▸ **Aim of the task**
Filter the lines below, copying each one that contains the string "path"; matching is case-sensitive.

[Pointing dataset records]

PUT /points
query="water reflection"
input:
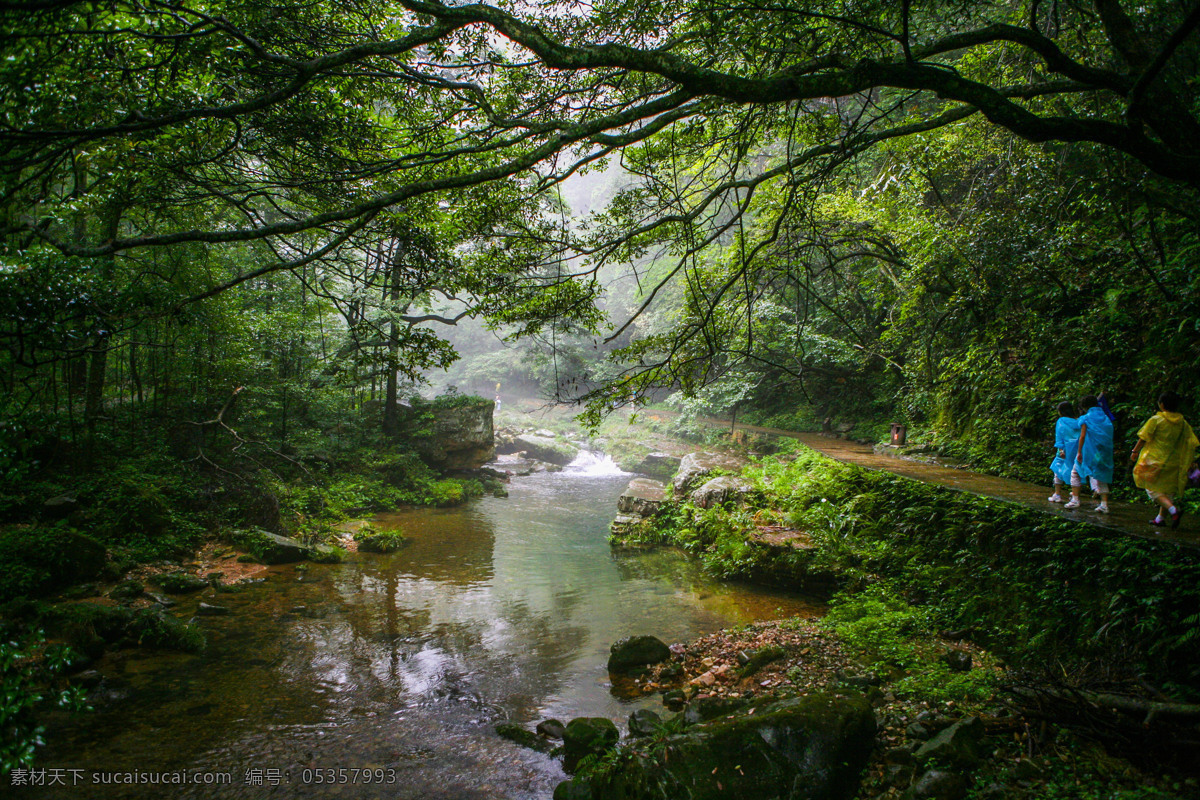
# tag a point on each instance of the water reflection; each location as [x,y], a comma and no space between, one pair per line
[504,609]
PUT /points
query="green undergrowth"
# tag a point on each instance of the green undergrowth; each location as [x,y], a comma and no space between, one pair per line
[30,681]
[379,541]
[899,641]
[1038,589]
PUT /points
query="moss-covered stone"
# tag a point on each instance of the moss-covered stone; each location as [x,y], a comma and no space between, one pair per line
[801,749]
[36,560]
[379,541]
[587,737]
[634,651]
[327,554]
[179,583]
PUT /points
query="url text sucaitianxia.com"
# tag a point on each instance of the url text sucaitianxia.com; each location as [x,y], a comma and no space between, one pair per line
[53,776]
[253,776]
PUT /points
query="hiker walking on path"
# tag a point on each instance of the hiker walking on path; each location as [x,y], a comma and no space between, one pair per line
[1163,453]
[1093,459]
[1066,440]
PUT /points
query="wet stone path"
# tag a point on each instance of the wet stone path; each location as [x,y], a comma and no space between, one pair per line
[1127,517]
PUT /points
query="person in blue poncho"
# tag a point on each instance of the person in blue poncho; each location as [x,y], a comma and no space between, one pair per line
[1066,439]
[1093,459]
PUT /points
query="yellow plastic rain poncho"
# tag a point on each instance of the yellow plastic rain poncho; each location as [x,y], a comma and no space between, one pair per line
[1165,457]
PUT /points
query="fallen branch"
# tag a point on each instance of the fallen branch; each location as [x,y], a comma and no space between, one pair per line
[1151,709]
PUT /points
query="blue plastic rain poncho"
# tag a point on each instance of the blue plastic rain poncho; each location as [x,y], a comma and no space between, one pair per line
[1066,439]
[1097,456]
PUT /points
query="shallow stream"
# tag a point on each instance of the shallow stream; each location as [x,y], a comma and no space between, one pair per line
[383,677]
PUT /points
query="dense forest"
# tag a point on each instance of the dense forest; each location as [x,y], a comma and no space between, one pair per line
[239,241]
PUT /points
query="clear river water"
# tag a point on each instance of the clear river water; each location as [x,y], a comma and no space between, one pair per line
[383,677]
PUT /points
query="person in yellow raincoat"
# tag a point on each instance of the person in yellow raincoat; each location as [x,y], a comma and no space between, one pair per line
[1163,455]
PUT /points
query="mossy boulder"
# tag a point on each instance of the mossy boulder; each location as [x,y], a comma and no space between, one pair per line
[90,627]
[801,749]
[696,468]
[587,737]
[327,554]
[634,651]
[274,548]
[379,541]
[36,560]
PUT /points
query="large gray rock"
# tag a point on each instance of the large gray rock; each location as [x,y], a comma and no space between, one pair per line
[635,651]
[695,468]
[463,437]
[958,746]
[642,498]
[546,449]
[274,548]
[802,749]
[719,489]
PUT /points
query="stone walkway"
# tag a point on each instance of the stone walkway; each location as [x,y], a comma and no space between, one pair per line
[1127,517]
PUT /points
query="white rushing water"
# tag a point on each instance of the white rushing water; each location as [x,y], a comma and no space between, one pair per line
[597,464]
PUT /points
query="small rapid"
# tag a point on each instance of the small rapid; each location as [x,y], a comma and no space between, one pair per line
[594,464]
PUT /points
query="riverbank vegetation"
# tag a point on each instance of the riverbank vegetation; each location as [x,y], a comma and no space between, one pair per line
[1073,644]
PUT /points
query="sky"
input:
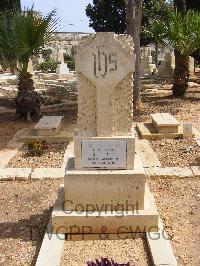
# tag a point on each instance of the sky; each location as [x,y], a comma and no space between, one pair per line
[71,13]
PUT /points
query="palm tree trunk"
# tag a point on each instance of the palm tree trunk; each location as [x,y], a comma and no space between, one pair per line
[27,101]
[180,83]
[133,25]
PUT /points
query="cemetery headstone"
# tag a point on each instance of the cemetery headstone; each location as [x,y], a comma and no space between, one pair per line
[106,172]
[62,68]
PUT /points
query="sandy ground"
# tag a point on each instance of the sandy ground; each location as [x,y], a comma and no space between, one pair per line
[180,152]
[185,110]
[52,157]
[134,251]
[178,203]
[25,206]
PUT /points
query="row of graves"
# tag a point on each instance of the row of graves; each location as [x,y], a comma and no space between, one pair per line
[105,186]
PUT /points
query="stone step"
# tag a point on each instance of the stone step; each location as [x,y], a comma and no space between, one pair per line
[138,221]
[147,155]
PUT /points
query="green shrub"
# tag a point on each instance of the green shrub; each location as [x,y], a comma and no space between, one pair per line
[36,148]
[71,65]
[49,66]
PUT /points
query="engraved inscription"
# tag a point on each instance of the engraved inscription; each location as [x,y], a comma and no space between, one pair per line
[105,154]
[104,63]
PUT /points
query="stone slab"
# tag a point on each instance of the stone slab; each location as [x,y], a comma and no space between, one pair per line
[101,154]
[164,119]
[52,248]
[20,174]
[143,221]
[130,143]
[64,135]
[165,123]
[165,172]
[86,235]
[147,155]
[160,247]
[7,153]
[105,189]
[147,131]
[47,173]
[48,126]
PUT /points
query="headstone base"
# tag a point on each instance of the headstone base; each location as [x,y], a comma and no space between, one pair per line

▸ **Answer for the task**
query="hiker walking on path"
# tag a point on each instance of the hiker walking on path; each location as [x,y], a comma and no space between, one pair per line
query="wet stone path"
# tag a point on each instance of the wet stone path; each location as [x,y], a comma and no space between, one pair per line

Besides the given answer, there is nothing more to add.